TEXTO FORNECIDO:
:::::
Conheça Harry Haft, o pugilista que sobreviveu à Auschwitz e enfrentou Rocky Marciano em: O Boxeador
Como em todos os relatos sobre o Holocausto, O Boxeador: a história real de Hertzko Haft (2013) é denso, difícil de engolir. Além de tratar de um horror vivido por milhões de judeus, a vida de Haft nos apresenta um recorte pouco conhecido desse período: o boxe nos campos de concentração.
A HQ é a biografia desenhada do polonês conhecido como Harry Haft (1925-2007), com destaque para sua vida durante a 2ª Guerra Mundial e, posteriormente, como pugilista nos EUA. Entre 1948 e 1949, Haft teve 21 lutas. Dez vitórias seguidas, 13 no total, com oito nocautes e oito derrotas.
:::::
DADOS FORNECIDOS:

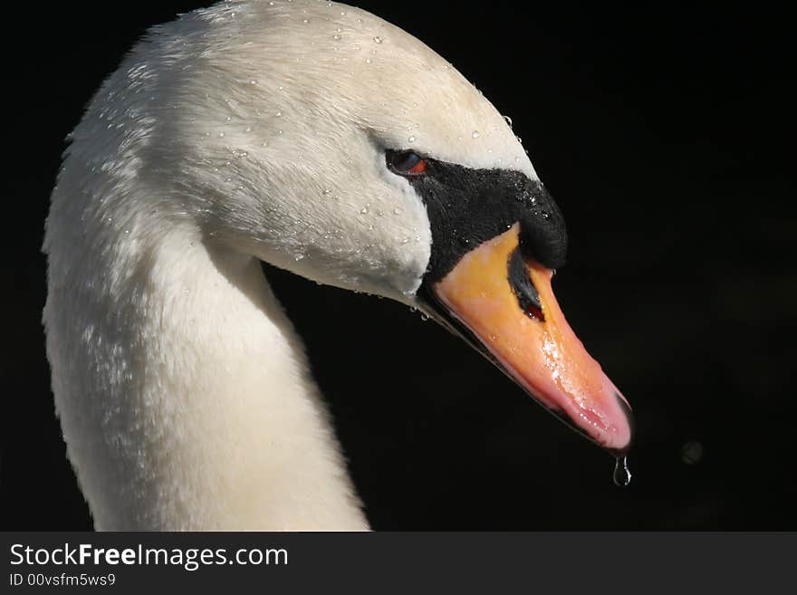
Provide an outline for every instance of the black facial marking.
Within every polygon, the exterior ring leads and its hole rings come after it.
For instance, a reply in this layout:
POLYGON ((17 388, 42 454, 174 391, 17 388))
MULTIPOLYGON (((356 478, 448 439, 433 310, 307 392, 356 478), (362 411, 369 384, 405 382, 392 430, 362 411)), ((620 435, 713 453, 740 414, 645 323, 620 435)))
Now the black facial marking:
POLYGON ((439 281, 466 253, 518 222, 523 256, 549 268, 564 264, 564 219, 539 181, 509 169, 424 161, 424 175, 407 177, 426 204, 432 228, 424 283, 439 281))
POLYGON ((544 321, 540 294, 529 277, 528 269, 519 249, 513 250, 512 255, 509 257, 507 278, 509 286, 517 296, 517 302, 521 309, 532 318, 544 321))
:::::
TAREFA 1:
Apresente como lista JSON de strings as linhas da listagem que vão do seu início até a linha que contém "Now the black", ambas incluídas, com uma string por linha e sem as linhas em branco. Omita as imagens na resposta.
TAREFA 2:
Escreva a continuação do texto sobre o pugilista Harry Haft a partir do ponto em que ele termina.

RESPOSTA CORRETA 1:
[
  "Provide an outline for every instance of the black facial marking.",
  "Within every polygon, the exterior ring leads and its hole rings come after it.",
  "For instance, a reply in this layout:",
  "POLYGON ((17 388, 42 454, 174 391, 17 388))",
  "MULTIPOLYGON (((356 478, 448 439, 433 310, 307 392, 356 478), (362 411, 369 384, 405 382, 392 430, 362 411)), ((620 435, 713 453, 740 414, 645 323, 620 435)))",
  "Now the black facial marking:"
]

RESPOSTA CORRETA 2:
O Boxeador: A história real de Hertzko Haft foi impresso pela primeira vez na Alemanha, terra natal do autor, em 2009. Reinhard Kleist já era conhecido por biografias em quadrinhos como Johnny Cash: uma biografia (2009), Elvis (2010) e Castro (2011). Todas foram publicadas no Brasil pela editora 8Inverso.
Neste caso, Kleist adaptou o livro Harry Haft: Auschwitz survivor, challenger Rocky Marciano (Harry Haft: sobrevivente de Auschwitz, desafiador de Rocky Marciano), de autoria do filho do pugilista, Alan Scott Haft. A obra, de 2003, foi feita a partir das lembranças do pai e ainda não saiu em português.
Qual o enredo de O Boxeador
Em ordem cronológica, conhecemos a juventude de Haft na cidade industrial de Belchatow, na Polônia, onde seu pai, Moische Haft, vendia frutas. A família era formada também por Hynda Haft, a mãe, os irmãos Aria – o mais velho – e Perez, e as irmãs, que haviam se mudado para Lodz, cidade maior.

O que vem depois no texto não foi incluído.